Vu la procédure suivante :
Procédure contentieuse antérieure :
La SARL Aveno a demandé au tribunal administratif de Strasbourg de prononcer la décharge des rappels de taxe sur la valeur ajoutée et des pénalités correspondantes qui lui ont été réclamés au titre de la période du 1er janvier 2008 au 31 décembre 2010.
Par un jugement n° 1405679 du 30 mai 2017, le tribunal administratif de Strasbourg a rejeté sa demande.
Procédure devant la cour :
Par une requête, enregistrée le 20 juillet 2017, la SARL Aveno, représentée par
MeA..., demande à la cour :
1°) d'annuler ce jugement du 30 mai 2017 par lequel le tribunal administratif de Strasbourg a rejeté sa demande tendant à la décharge des rappels de taxe sur la valeur ajoutée et des pénalités correspondantes qui lui ont été réclamés au titre de la période du 1er janvier 2008 au 31 décembre 2010 ;
2°) de prononcer la décharge de ces impositions et pénalités ;
3°) de mettre à la charge de l'Etat une somme de 2 500 euros au titre de
l'article L. 761-1 du code de justice administrative ;
Elle soutient que :
- l'administration ne démontre pas que la société requérante savait ou devait savoir que les opérations d'achat-revente en cause présentaient le caractère d'acquisitions intracommunautaires taxables sur l'intégralité du prix ;
- l'administration a pris position sur la situation de fait de la société en n'ayant pas remis en cause le régime de la marge pour les véhicules acquis en Allemagne pour les années 2003 à 2005 lors d'une précédente vérification de comptabilité ; l'administration a méconnu les principes de confiance légitime et de sécurité juridique ;
- à défaut pour le service de démontrer l'intention délibérée de la requérante d'éluder l'impôt, celle-ci est fondée à demander la décharge des majorations pour manquement délibéré.

* Informations affichées
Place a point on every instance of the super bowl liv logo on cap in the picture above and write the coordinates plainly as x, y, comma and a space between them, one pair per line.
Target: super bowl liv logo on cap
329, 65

* Énoncé du problème
Pouvez-vous extraire, mot pour mot et en entier, l'exposé de la procédure engagée par la SARL Aveno ?

* Tâche réalisée
Vu la procédure suivante :
Procédure contentieuse antérieure :
La SARL Aveno a demandé au tribunal administratif de Strasbourg de prononcer la décharge des rappels de taxe sur la valeur ajoutée et des pénalités correspondantes qui lui ont été réclamés au titre de la période du 1er janvier 2008 au 31 décembre 2010.
Par un jugement n° 1405679 du 30 mai 2017, le tribunal administratif de Strasbourg a rejeté sa demande.
Procédure devant la cour :
Par une requête, enregistrée le 20 juillet 2017, la SARL Aveno, représentée par
MeA..., demande à la cour :
1°) d'annuler ce jugement du 30 mai 2017 par lequel le tribunal administratif de Strasbourg a rejeté sa demande tendant à la décharge des rappels de taxe sur la valeur ajoutée et des pénalités correspondantes qui lui ont été réclamés au titre de la période du 1er janvier 2008 au 31 décembre 2010 ;
2°) de prononcer la décharge de ces impositions et pénalités ;
3°) de mettre à la charge de l'Etat une somme de 2 500 euros au titre de
l'article L. 761-1 du code de justice administrative ;
Elle soutient que :
- l'administration ne démontre pas que la société requérante savait ou devait savoir que les opérations d'achat-revente en cause présentaient le caractère d'acquisitions intracommunautaires taxables sur l'intégralité du prix ;
- l'administration a pris position sur la situation de fait de la société en n'ayant pas remis en cause le régime de la marge pour les véhicules acquis en Allemagne pour les années 2003 à 2005 lors d'une précédente vérification de comptabilité ; l'administration a méconnu les principes de confiance légitime et de sécurité juridique ;
- à défaut pour le service de démontrer l'intention délibérée de la requérante d'éluder l'impôt, celle-ci est fondée à demander la décharge des majorations pour manquement délibéré.